Patients are being asked to shoulder more and more of the costs for their health care, yet health insurance plans aren’t asking patients for input when developing specialty drug coverage policies, according to a study published this week in the Journal of Managed Care & Specialty Pharmacy.
The study, written by researchers from the National Pharmaceutical Council and Tufts Medical Center's Center for the Evaluation of Value and Risk in Health, found that “[n]one of the health plans we studied reported having a formal process for including patient/member input into coverage policy development, and only a small proportion of the evidence cited in coverage policies included patient-reported outcomes or used a patient-based design.”
Our study points out that payers do not regularly incorporate the views of the patients they serve. This creates a barrier in patients’ efforts to gain access to the treatments or care they need.
NPC Chief Science Officer and Executive Vice President Robert Dubois, MD, PhD, said insurance plans must include the patient’s voice in their coverage policies.
“As we endeavor to move our health care system to be patient-centric, it is critical for payers to also incorporate patient input and perspectives,” said Dr. Dubois. “Our study points out that payers do not regularly incorporate the views of the patients they serve. This creates a barrier in patients’ efforts to gain access to the treatments or care they need.”
The study reviewed a data set of private health plans’ policy development processes, as well as coverage decisions for specialty drugs and examined whether the evidence cited in policies included patient-reported outcomes. Decision-makers also were surveyed. The researchers found that plans rarely regarded patient input to be influential.

◆ **Extracted information**:

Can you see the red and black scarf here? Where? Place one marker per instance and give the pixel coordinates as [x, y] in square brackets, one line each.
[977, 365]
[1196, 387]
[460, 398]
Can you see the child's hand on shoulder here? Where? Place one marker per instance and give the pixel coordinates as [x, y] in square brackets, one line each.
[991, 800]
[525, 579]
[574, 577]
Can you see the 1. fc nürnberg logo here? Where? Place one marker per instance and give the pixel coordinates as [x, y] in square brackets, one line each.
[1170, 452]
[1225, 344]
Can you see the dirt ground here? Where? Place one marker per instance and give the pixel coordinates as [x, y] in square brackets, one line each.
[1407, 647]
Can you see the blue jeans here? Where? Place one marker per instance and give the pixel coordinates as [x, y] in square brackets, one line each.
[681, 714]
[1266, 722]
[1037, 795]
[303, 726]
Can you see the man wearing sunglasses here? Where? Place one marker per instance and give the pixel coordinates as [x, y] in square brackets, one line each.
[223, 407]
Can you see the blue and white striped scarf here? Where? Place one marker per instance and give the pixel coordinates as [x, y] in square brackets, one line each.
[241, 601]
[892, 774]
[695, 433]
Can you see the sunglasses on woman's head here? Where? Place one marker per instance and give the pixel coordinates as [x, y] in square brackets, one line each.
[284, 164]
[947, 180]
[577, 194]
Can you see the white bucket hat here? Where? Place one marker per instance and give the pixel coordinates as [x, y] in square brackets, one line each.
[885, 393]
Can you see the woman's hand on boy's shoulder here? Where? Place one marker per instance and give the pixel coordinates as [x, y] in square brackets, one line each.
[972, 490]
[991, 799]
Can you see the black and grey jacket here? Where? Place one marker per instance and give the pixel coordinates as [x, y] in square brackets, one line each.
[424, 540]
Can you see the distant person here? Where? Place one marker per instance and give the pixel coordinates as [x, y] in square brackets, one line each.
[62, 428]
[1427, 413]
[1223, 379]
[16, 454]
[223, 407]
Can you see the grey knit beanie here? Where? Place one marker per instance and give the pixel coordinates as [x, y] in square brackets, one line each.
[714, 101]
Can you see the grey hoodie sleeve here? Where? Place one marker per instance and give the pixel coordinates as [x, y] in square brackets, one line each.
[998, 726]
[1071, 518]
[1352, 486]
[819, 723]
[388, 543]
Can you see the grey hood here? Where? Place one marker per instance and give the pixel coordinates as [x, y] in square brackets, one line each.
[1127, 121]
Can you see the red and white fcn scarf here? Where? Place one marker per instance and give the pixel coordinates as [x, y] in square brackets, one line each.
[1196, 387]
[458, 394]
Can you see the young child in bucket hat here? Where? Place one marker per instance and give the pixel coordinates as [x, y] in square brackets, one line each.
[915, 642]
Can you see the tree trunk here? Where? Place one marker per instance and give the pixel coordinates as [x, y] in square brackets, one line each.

◆ **Tasks to complete**:
A. Please list every organization or publication named in the text on patient input into health plan coverage policies.
B. Carry on the text about patient input into health plan coverage policies, starting right after its last sentence.

◆ **Your written answers**:
A.
- Journal of Managed Care & Specialty Pharmacy
- National Pharmaceutical Council (NPC)
- Tufts Medical Center's Center for the Evaluation of Value and Risk in Health

B.
“I found two things to be particularly surprising,” noted James D. Chambers, PhD, MPharm, Associate Professor, Center for the Evaluation of Value and Risk in Health at Tufts Medical Center, and a study author. “First, almost half of the plan decision-makers we surveyed reported having never engaged with patients when developing coverage policies. Second, the majority of survey respondents said they thought it improbable that patients’ influence on coverage policy development would grow in the future.”
Why is it important that health plans seek out and include patient input in their coverage decision policies? Dr. Dubois says it’s the only way that plans can truly help patients.
“Patients experience diseases in ways that payers may not foresee – the challenges they face both with the burden of that disease and the treatments they need to undergo,” he said. “Understanding what is important to them is critical for payers if they wish their policies to be helpful to those patients.”
This study shows that consumers seldom have a direct role in shaping their insurance coverage and that there is an informational disconnect between coverage plans and the patients they cover. Coverage decision policies should start with the patient in mind and include as much patient input and feedback as possible to make sure that the decisions sync up to patient feedback.
The only way plans can do that is to engage patients in a systematic and consistent way. However, this study shows that private plans do not have a systematic procedure to gather patient input. By not reaching out to patients and incorporating their input into coverage policies, insurance plans are more likely to fall short of helping those they are supposed to serve.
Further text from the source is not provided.